START

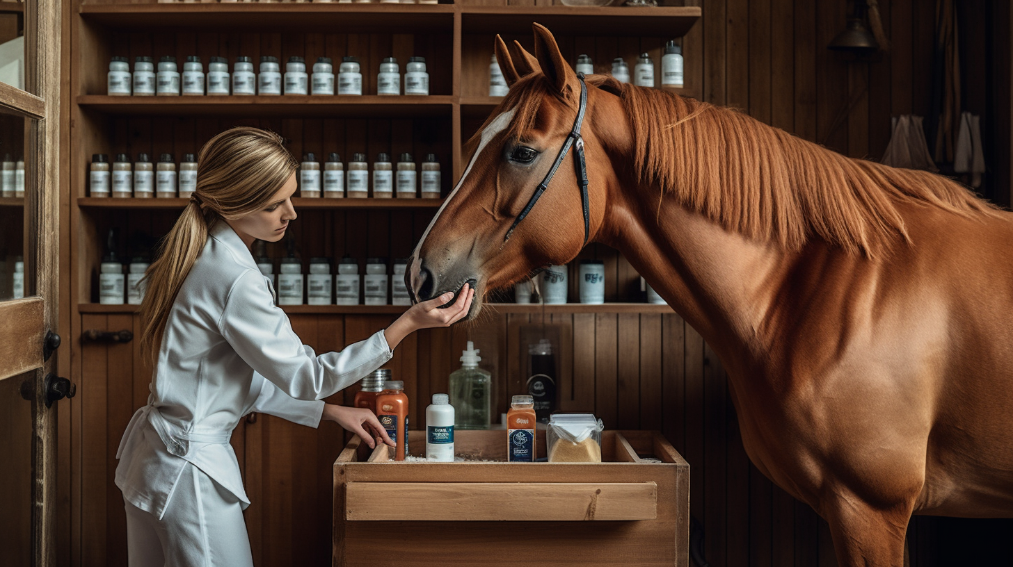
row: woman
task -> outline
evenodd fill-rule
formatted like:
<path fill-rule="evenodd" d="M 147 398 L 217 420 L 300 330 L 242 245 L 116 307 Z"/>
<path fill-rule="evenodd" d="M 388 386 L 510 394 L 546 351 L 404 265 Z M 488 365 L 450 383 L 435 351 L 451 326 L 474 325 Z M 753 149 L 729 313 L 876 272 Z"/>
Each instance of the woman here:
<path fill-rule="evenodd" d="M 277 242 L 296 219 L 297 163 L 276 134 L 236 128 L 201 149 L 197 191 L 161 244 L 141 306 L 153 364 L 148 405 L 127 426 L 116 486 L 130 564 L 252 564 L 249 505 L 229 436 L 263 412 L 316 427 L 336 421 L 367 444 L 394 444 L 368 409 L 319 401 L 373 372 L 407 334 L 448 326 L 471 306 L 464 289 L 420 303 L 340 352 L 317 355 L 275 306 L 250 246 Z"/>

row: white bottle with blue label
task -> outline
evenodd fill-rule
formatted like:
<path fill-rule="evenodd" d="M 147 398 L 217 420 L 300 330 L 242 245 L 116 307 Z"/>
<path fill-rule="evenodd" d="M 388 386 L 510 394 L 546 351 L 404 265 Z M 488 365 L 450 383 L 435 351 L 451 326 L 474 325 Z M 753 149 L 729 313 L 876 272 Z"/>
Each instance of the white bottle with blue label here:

END

▸ What the exercise asks: Give every line of the rows above as a numbered list, skipping blank lines and leaving out the pictures.

▸ Task answer:
1. row: woman
2. task -> outline
3. evenodd fill-rule
4. formatted like:
5. <path fill-rule="evenodd" d="M 147 398 L 217 420 L 300 330 L 242 245 L 116 307 Z"/>
6. <path fill-rule="evenodd" d="M 388 386 L 510 394 L 546 351 L 404 265 Z M 488 365 L 450 383 L 435 351 L 451 326 L 474 325 Z M 753 149 L 729 313 L 876 272 Z"/>
7. Each instance of the woman here:
8. <path fill-rule="evenodd" d="M 277 242 L 296 219 L 297 163 L 276 134 L 236 128 L 201 149 L 197 191 L 161 244 L 141 306 L 153 364 L 148 405 L 127 426 L 116 486 L 130 564 L 252 564 L 249 505 L 229 436 L 263 412 L 316 427 L 336 421 L 367 444 L 394 444 L 368 409 L 319 401 L 373 372 L 407 334 L 448 326 L 471 306 L 464 289 L 420 303 L 340 352 L 317 355 L 275 306 L 250 246 Z"/>
9. row: white bottle with blue label
10. task -> outline
11. evenodd fill-rule
12. formatted like:
13. <path fill-rule="evenodd" d="M 147 398 L 217 420 L 300 330 L 242 245 L 116 307 Z"/>
14. <path fill-rule="evenodd" d="M 388 386 L 510 394 L 546 351 L 404 265 Z M 488 365 L 450 383 L 435 351 L 451 326 L 474 325 Z M 753 149 L 729 313 L 876 272 Z"/>
15. Each instance of the white bottle with blue label here:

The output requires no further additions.